* **OBJECTIFS**
**a)** D'après la critique de « Chained », quel métier exerce Rashi ?
**b)** Poursuivez la critique de « Chained » après sa dernière phrase.

* **EXTRAIT DU DOCUMENT**
+++

"Chained" fait partie d’une trilogie (qualifiée de "Love Trilogy"), sensée nous raconter une histoire de couple sous les points de vue de différents protagonistes… pas si loin de ce qu’avait déjà fait – et réussi – Lucas Belvaux avec sa propre Trilogie ("Un couple épatant" / "Cavale" / "Après la Vie") au début des années 2000. Mais là où Belvaux travaillait le genre cinématographique et montrait que les mêmes événements pouvaient être vus comme comiques ou dramatiques, l’Israélien Yaron Shami fait le pari unique de l’hyperréalisme, en mettant en place une approche à la fois simple et inédite : d’abord il fait jouer ce drame universel d’un couple qui se délite peu à peu par des amateurs, qu’il laisse improviser à partir d’une situation qu’il leur a préalablement décrite ; ensuite, il filme les événements « en temps réel », ce qui permet une identification de plus en plus profonde de ces « faux-comédiens » avec des personnages qu’ils vont finalement défendre comme s’il s’agissait d’eux-mêmes ! Le résultat est absolument sidérant de vérité et d’intensité (même si l’on imagine que Shami a dû se livrer à une formidable travail de montage, pour compenser l’absence d’une « direction d’acteurs » traditionnelle…).


"Chained" nous raconte donc l’éloignement progressif, aux conséquences terribles, d’une femme et d’un homme qui, pourtant, s’aiment très fort, du point de vue masculin, celui de Rashi. Ce flic intègre fait logiquement le choix de « la Loi » aussi bien dans sa vie professionnelle que personnelle, et ce choix va l’amener à la catastrophe : d’une part parce qu’il doit affronter une société dans laquelle, de manière classique, les puissants se considèrent au-dessus de la Loi, justement, et d’autre parce que l’éducation d’une adolescente rebelle est difficilement compatible avec une posture intransigeante. "Chained" tient donc du coup autant du thriller – pour sa partie plus ou moins « policière » – que du drame psychologique, et fonctionne à pleine régime dans les deux registres, enchaînant de longues scènes tendues, que le dispositif de filmage très immersif de Shami rend régulièrement quasi-insoutenables.

+++

* **ENTRÉES RÉPERTORIÉES**
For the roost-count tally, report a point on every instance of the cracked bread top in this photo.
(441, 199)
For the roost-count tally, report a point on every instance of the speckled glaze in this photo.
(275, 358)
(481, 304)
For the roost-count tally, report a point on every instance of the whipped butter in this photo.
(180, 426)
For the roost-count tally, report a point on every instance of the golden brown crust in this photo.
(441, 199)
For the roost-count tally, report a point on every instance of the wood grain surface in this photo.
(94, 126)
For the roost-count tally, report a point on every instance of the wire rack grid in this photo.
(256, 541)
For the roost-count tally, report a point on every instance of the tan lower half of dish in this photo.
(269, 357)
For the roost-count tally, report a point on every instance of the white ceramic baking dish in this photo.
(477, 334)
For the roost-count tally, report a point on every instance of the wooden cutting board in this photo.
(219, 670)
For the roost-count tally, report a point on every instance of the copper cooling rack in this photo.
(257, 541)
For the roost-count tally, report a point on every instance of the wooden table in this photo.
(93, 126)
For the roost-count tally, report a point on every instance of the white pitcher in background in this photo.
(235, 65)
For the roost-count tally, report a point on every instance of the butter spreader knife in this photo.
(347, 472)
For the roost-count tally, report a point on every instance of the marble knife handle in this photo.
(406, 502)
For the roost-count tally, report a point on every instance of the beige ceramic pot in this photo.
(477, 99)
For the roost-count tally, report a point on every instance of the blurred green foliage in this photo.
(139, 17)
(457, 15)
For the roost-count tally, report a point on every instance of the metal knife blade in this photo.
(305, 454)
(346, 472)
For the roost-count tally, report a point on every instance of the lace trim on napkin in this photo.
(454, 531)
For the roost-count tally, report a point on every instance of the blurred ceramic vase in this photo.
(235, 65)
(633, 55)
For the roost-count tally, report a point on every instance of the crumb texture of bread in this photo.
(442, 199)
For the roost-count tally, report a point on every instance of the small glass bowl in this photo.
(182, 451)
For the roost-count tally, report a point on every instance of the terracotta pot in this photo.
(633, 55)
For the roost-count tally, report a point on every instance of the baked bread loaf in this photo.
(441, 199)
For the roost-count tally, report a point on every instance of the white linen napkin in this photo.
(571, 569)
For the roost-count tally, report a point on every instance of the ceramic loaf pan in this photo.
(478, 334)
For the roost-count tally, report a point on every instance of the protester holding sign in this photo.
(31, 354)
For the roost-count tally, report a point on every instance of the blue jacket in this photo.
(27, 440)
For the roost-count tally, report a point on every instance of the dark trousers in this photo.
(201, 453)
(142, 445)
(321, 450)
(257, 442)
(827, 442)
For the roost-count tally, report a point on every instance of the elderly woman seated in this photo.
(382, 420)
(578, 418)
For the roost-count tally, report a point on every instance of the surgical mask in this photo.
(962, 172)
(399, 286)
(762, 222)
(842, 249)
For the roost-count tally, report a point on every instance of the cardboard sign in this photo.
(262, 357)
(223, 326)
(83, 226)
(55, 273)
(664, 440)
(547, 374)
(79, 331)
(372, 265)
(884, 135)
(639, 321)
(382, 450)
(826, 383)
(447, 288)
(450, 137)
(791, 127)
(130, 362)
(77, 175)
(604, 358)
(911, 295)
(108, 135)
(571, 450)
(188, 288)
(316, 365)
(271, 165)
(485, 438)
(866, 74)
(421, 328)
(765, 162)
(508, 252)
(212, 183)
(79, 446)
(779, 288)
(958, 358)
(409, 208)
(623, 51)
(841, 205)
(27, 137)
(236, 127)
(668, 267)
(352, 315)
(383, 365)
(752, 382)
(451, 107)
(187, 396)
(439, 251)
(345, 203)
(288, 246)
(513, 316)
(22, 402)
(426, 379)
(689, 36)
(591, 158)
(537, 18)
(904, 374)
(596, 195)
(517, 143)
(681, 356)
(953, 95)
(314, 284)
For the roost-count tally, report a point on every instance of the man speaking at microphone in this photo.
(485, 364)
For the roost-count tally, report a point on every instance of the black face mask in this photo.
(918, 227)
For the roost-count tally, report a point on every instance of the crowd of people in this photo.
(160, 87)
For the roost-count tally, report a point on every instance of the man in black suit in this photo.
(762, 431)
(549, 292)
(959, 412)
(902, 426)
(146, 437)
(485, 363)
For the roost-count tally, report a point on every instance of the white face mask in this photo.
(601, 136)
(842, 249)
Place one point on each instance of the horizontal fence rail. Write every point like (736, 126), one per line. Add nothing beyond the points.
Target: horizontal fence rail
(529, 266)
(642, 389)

+++

* **RÉSULTATS DE L'EXERCICE**
**a)** Rashi est flic.

**b)**
On n’est pas loin par instants du résultat obtenu par Bergman dans ses plus grands films ("Scènes de la Vie Conjugale" vient très vite à l’esprit…), le spectateur partageant pleinement la souffrance des personnages – et des acteurs : car bien entendu, parler de « réalisme » ici est réducteur, ou plutôt bien trop facile, tant il y a derrière la quasi-banalité de cette crise d’un couple une terrible profondeur. On imagine bien que Shami veut nous parler aussi du déchirement de la société israélienne, en l’illustrant à travers des thématiques qui ne nous malheureusement pas étrangères telles que la violence conjugale ou vis-à-vis des enfants, ou encore les abus sexuels. "Chained" va néanmoins bien au-delà du constat sociétal ou politique : on se représente très facilement le film avoir des échos intimes aussi forts que l’on soit européen, américain, africain, asiatique, tant sa violence morale résonne de manière universelle.


Dans quelques jours, nous pourrons voir "Beloved", qui devrait nous offrir le point de vue de l’épouse sur les mêmes événements, et par la même, combler nombre de mystères qui subsistent, hors champ, dans l’histoire. En attendant "Stripped", troisième volet, dont nous ne savons encore rien.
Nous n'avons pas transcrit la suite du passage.